:: Textausschnitt ::
Im Jugendwerkhof Burg haben viele Jugendliche teils schlimme Zeiten erlebt. Bei einem Ehemaligentreffen sind an den Ort der Repression zurückgekehrt.

24.09.2014, 08:39

Burg l Als Olaf Pietsch vor dem Eingang des Cornelius-Werkes Burg steht, bekommt er einen Schock. Das triste Eingangsportal, in dem heute die Verwaltung untergebracht ist, das Haupthaus mit dem Glockenturm, das weiträumige Gelände, auf dem sich alte, teilweise verödete Häusergruppen reihen, versetzen ihn sofort 29 Jahre zurück. "Oh Gott, das sieht ja noch so aus sie damals", sagt er.
Was heute eine pädagogische Sozialeinrichtung der Diakonie ist, war einst der Jugendwerkhof "August Bebel", der größte Jugendwerkhof der DDR. Hierher kam, wer aus schwierigen Familienverhältnissen kam, sich gegen das System auflehnte oder aufgrund krimineller Handlungen und aufmüpfigen Verhaltens als schwer erziehbar galt, wie Olaf Pietsch aus Blankenburg. "Ich habe sehr stark gegen das System rebelliert und die Schule geschwänzt. Das war für die Jugendhilfe ein Grund, mich aus der Familie zu reißen und mich in diese Hölle zu bringen", erzählt der 45-Jährige.
Erinnerungen an Gutes und Schlechtes
Der Brutalität anderer Jugendlicher war er schutzlos ausgeliefert. Hilfe von Erziehern gab es nicht. "Selbsterziehung nannten sie das", erinnert sich Pietsch. "Vor allem nachts waren wir uns selbst überlassen. Da gingen die Jugendlichen aufeinander los und niemand hat eingegriffen". Die Folgen seines anderthalbjährigen Aufenthalts hat er bis heute nicht verwunden. Mit seiner Mutter Renate hat er am Sonnabend zum ersten Mal seit seiner Entlassung 1986 die ehemalige Heimeinrichtung wieder besucht.
:::
:: Bereitgestellte Daten ::
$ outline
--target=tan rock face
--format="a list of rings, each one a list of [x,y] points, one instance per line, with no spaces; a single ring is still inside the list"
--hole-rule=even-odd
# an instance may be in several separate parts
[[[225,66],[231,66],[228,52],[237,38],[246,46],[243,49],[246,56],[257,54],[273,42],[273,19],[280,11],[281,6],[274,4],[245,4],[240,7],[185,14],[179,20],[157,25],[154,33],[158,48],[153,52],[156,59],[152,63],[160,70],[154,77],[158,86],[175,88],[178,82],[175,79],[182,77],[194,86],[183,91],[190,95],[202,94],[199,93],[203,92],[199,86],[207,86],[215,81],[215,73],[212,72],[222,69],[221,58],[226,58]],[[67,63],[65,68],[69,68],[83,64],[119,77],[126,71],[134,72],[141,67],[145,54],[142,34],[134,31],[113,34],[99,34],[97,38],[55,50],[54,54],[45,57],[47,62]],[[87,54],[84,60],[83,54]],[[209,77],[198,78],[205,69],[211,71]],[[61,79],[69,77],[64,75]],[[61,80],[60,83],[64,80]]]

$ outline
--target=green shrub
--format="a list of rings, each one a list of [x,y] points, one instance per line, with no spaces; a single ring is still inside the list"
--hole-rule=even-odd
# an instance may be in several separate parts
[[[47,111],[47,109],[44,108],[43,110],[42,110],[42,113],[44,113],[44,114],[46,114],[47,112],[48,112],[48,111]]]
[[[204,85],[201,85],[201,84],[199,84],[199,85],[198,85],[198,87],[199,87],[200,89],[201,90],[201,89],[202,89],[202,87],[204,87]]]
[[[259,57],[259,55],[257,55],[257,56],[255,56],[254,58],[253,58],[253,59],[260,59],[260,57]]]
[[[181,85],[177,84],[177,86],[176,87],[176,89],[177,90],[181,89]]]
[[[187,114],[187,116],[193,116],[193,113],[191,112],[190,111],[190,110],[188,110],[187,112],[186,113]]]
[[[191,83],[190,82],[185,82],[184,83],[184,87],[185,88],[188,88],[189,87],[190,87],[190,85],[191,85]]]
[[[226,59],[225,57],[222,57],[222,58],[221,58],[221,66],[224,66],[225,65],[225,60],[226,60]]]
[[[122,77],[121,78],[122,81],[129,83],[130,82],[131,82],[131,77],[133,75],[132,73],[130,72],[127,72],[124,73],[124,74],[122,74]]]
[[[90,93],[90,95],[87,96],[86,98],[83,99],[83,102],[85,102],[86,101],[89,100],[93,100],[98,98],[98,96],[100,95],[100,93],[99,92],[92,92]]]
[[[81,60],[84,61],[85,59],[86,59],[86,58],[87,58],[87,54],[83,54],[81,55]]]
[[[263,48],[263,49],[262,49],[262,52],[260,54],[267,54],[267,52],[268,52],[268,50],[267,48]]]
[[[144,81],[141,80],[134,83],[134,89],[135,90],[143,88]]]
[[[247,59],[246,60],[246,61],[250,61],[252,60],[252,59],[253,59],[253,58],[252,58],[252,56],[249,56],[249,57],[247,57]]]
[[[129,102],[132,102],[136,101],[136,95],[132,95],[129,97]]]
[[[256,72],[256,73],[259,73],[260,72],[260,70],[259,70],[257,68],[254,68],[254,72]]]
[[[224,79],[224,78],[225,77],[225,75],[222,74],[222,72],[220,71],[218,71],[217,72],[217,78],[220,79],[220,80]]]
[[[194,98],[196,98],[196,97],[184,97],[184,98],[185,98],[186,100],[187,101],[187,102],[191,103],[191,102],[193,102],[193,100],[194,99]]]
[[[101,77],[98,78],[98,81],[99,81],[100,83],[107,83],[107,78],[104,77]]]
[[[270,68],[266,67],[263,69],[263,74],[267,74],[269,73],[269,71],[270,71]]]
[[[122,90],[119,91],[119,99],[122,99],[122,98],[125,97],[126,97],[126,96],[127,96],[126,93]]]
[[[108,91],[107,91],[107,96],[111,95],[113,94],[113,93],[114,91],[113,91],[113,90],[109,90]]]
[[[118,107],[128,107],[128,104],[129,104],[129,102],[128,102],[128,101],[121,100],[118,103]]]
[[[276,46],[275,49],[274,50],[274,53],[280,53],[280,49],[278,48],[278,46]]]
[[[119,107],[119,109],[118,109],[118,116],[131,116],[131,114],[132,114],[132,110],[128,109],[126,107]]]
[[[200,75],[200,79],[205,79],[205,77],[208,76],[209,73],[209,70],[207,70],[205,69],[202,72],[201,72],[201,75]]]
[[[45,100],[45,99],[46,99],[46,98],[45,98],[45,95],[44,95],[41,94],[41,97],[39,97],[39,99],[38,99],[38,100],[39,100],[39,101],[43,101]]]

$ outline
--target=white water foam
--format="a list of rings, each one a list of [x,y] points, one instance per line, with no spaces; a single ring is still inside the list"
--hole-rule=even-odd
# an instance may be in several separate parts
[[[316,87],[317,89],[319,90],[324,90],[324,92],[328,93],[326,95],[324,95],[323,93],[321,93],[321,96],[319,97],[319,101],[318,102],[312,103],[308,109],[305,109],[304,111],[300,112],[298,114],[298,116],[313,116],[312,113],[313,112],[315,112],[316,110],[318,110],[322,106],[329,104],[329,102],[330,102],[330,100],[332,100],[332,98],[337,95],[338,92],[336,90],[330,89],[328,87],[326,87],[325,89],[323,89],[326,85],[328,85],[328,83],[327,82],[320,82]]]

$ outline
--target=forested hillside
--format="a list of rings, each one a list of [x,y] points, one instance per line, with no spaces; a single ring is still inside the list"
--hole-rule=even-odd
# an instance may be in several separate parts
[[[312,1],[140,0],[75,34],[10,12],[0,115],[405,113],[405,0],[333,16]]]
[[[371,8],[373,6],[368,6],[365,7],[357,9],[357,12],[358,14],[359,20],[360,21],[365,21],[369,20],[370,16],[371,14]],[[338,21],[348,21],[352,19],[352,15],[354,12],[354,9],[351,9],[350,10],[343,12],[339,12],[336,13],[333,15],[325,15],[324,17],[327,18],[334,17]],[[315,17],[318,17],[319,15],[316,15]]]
:::
- _Aufgabenstellung_
1 - In welchem Jahr wurde Olaf Pietsch laut dem Text über den Jugendwerkhof Burg entlassen?
2 - Führen Sie den Text über den Jugendwerkhof Burg im Anschluss an seinen letzten Satz weiter.

- _Antworten je Aufgabe_
1 - 1986

2 -
Mit ihm haben sich noch knapp 30 andere Ehemalige auf dem Gelände, das Einheimischen auch als Gut Lüben bekannt sein dürfte, eingefunden. Seit vielen Jahren treffen sie sich einmal im Jahr hier, um Erinnerungen auszutauschen, aufleben zu lassen oder auch, um sie zu verarbeiten. Der Rundgang über das Gelände, lässt viele Erinnerungen hochkommen. Einige erkennen ihre Wohngebäude wieder, die meisten sind erstaunt, wie originalgetreu alles noch ist, so, als wäre die Zeit stehen geblieben.
Frank Garnich, der heute pädagogischer Leiter im Cornelius-Werk ist, führt die Gruppe über das Gelände. Seit über zehn Jahren unterstützt er die Ehemaligen-Treffs. "Ich finde es wichtig, dass es eine Plattform gibt, auf der sich die Betroffenen austauschen können", sagt er. "Einige kommen mit Fragen, wie die Einrichtung heute funktioniert und ob wir Kontakt zu ehemaligen Erziehern herstellen können. Viele haben noch ein gutes Verhältnis zueinander. Aber ich weiß, dass es auch viele Konflikte gab."
Torsten Ehms, der von 1987 bis 1990 im Jugendwerkhof untergebracht war und in diesem Jahr das Treffen organisiert hat, ist zum ersten Mal seit seiner Entlassung auf Gut Lüben. Wie er mit seinen Gefühlen umgehen soll, weiß er noch nicht. "Eigentlich habe ich keine guten Erinnerungen an Burg", sagt er. "Das war schon eine Disziplinierungsanstalt. Wenn man nicht funktioniert hat, wie die es wollten, wurde man sehr hart bestraft."
Nichtstun in der Arrestzelle
Drei Tage Arrest gab es für Zuwiderhandlungen, sei es aufmüpfiges Verhalten der Jugendlichen oder auch Flucht aus dem Jugendwerkhof. Wer in einer der Arrestzellen einsaß, war sich selbst überlassen. "Es gab ein Klappbett, das tagsüber hochgeklappt sein musste, ansonsten waren noch Tisch und Stuhl drin", erinnert sich Peter Müller, der von 1978 bis 1979 hier war. "Aber hinsetzen war verboten. Erzählen auch. Man hat eigentlich nichts gemacht da drin, nur auf das Essen gewartet, das dreimal am Tag kam. Das war die einzige Abwechslung."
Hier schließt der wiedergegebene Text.